# GOAL OF THE EXERCISE
Copy out each line of the data holding "jacket".

# DATASET ENTRIES
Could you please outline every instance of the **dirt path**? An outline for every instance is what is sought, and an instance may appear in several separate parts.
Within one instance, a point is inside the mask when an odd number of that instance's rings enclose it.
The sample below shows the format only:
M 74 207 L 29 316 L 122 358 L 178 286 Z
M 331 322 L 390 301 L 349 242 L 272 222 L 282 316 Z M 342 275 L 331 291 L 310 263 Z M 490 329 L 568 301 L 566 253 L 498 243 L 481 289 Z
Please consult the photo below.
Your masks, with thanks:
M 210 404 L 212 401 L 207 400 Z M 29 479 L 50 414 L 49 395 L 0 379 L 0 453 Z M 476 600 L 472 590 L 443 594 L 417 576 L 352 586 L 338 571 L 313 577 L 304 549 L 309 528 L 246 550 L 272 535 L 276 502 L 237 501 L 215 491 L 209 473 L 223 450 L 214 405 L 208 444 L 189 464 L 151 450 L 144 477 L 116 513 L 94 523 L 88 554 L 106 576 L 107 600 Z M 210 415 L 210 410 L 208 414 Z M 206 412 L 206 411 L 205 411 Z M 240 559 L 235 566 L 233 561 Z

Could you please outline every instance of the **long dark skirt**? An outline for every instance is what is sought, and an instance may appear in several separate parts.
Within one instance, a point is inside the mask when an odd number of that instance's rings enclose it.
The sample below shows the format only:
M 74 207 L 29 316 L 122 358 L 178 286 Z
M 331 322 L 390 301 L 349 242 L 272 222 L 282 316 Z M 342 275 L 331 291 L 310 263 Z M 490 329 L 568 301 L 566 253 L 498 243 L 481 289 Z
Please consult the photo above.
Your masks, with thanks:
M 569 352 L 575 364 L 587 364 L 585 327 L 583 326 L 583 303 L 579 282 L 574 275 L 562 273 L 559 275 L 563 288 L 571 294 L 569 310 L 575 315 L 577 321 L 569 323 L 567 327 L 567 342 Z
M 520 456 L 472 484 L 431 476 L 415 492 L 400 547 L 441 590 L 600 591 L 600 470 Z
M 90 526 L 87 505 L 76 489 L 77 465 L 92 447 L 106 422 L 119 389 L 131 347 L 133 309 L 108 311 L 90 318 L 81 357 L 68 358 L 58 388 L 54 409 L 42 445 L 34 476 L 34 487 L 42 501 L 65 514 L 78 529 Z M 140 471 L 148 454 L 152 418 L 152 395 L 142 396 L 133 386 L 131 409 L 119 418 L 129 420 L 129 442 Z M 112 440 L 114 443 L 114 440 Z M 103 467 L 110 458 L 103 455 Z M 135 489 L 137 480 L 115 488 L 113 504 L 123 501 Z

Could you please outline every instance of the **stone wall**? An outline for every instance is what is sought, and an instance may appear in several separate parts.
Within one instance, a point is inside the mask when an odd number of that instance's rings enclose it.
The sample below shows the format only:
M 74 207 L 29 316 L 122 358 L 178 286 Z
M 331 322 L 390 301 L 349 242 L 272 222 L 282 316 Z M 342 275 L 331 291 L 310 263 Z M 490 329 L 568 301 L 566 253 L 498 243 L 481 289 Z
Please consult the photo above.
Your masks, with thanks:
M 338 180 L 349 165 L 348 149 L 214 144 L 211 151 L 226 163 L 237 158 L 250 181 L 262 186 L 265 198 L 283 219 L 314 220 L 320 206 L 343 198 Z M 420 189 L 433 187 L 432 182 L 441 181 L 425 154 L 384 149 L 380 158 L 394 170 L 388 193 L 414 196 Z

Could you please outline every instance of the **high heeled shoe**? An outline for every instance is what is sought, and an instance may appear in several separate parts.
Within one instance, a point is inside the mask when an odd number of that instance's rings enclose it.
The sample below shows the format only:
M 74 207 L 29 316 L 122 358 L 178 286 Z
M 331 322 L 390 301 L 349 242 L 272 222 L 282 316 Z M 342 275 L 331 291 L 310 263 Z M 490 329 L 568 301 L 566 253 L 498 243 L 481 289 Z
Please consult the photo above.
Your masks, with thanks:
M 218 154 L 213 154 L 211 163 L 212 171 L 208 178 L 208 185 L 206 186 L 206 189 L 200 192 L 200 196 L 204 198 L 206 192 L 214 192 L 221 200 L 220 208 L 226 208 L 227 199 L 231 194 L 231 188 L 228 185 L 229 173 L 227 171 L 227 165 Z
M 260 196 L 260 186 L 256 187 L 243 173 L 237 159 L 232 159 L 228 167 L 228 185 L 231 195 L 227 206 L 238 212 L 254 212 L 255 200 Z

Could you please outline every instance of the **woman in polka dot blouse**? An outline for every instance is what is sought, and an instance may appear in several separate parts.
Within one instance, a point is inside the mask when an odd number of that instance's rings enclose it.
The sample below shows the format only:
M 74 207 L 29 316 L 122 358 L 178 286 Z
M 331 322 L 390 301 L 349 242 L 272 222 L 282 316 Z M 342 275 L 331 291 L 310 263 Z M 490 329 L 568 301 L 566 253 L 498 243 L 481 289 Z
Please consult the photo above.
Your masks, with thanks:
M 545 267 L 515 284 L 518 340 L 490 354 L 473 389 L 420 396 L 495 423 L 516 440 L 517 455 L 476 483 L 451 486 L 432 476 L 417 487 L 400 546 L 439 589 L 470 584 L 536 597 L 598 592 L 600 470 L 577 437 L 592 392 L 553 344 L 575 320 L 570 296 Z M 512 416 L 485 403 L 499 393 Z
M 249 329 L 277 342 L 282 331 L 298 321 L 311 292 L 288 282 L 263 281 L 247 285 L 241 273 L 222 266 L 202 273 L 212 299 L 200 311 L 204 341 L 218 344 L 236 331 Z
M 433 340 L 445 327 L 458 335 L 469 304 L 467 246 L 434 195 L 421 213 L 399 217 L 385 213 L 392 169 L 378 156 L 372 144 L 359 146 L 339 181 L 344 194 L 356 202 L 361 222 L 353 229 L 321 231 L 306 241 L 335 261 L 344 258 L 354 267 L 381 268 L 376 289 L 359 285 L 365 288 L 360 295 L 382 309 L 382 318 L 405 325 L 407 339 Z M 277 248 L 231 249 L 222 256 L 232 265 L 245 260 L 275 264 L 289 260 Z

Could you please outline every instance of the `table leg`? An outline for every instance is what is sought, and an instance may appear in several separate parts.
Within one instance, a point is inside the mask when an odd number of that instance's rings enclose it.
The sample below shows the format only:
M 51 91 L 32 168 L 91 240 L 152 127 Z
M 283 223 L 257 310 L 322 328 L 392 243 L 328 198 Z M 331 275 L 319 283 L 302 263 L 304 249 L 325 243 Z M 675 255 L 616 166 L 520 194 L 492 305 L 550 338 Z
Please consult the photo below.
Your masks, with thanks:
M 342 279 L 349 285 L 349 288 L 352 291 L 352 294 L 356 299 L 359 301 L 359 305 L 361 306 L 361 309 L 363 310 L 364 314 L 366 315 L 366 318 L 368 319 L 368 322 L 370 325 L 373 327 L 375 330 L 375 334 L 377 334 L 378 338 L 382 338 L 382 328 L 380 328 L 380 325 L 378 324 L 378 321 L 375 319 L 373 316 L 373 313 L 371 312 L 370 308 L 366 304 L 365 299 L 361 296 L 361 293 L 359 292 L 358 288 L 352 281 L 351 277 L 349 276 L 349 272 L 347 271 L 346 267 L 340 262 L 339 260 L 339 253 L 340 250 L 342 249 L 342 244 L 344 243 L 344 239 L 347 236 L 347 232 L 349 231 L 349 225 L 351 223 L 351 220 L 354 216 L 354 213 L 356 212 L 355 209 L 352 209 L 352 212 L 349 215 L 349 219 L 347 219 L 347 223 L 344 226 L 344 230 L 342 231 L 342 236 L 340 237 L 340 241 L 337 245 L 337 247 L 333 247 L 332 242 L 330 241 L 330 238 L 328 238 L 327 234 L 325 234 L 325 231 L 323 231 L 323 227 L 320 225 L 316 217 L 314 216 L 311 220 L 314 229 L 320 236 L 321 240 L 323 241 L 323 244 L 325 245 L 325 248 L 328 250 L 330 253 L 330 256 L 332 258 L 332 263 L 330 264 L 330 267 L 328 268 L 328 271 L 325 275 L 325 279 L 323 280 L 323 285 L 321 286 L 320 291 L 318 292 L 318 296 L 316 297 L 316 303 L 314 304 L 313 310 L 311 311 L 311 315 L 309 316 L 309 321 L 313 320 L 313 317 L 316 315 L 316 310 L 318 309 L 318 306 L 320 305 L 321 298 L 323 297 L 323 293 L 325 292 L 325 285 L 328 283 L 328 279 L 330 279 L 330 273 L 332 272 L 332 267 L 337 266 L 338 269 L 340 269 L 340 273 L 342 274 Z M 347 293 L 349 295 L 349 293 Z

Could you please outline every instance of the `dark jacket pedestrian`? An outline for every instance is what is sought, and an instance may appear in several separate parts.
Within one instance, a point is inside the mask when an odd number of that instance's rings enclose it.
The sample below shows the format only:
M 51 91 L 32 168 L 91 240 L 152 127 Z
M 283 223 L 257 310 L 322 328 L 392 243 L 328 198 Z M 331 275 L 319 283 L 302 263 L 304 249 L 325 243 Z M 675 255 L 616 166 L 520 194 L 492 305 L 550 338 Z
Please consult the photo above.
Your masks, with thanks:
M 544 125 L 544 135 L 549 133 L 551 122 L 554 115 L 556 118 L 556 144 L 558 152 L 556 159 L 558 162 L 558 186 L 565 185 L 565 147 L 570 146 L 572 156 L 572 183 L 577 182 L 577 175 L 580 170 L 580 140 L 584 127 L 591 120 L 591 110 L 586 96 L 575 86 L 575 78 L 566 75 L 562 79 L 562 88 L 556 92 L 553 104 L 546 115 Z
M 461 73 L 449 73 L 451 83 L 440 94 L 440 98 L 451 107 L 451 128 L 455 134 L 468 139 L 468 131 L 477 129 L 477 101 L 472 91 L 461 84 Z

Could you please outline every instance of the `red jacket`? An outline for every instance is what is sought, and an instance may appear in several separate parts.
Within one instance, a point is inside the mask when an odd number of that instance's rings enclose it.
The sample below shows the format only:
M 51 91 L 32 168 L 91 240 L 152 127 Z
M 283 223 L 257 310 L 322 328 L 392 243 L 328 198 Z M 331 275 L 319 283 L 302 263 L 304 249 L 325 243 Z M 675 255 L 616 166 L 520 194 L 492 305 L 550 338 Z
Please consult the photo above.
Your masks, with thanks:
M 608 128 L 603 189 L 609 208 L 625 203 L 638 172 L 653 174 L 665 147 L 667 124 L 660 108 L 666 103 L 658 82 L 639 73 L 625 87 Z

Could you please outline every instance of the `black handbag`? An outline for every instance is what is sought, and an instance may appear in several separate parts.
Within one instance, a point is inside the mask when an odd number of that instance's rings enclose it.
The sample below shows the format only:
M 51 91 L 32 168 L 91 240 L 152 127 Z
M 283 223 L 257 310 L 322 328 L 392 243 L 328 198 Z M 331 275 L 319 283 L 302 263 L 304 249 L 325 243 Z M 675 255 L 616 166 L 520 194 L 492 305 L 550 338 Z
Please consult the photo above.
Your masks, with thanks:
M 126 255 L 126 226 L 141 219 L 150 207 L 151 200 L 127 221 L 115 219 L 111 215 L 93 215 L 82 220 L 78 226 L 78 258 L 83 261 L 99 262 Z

# TASK SOLUTION
Could you please outline every instance of the `dark jacket pedestrian`? An outline for every instance is what is sought, and an instance may appear in several separate parts.
Could you please outline every instance of the `red jacket`? An outline for every instance is what is sought, and an instance may appear in several separate parts.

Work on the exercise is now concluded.